EXERCISE GOAL: Rewrite every line of the records below, requests included, and add 35 to each coordinate in the polygon outlines.

DATA SHOWN:
===============

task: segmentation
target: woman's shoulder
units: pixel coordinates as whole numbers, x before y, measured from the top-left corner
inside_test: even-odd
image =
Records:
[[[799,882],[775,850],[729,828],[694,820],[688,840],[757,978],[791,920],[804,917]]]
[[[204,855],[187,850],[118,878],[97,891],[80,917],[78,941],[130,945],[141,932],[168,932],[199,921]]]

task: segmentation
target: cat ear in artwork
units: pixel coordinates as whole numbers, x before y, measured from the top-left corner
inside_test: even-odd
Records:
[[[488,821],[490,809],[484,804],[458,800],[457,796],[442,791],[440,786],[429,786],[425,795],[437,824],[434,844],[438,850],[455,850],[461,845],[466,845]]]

===============

RIGHT ANSWER:
task: segmentation
target: woman's shoulder
units: pixel coordinates as whole numbers, x before y, measured from the top-left corner
inside_test: even-odd
image =
Records:
[[[834,917],[810,885],[764,863],[729,855],[723,875],[792,1013],[826,955],[839,952]]]
[[[239,890],[222,885],[153,913],[132,926],[115,952],[113,976],[165,980],[176,967],[203,967],[234,956]]]

task: segmentation
target: cat ear in artwork
units: pixel coordinates as whole numbers, x before y, measured from the top-left corner
inside_test: even-odd
Records:
[[[523,856],[525,844],[519,839],[493,835],[492,831],[477,826],[475,821],[464,821],[460,830],[472,859],[469,879],[473,885],[490,885],[496,880],[501,880]]]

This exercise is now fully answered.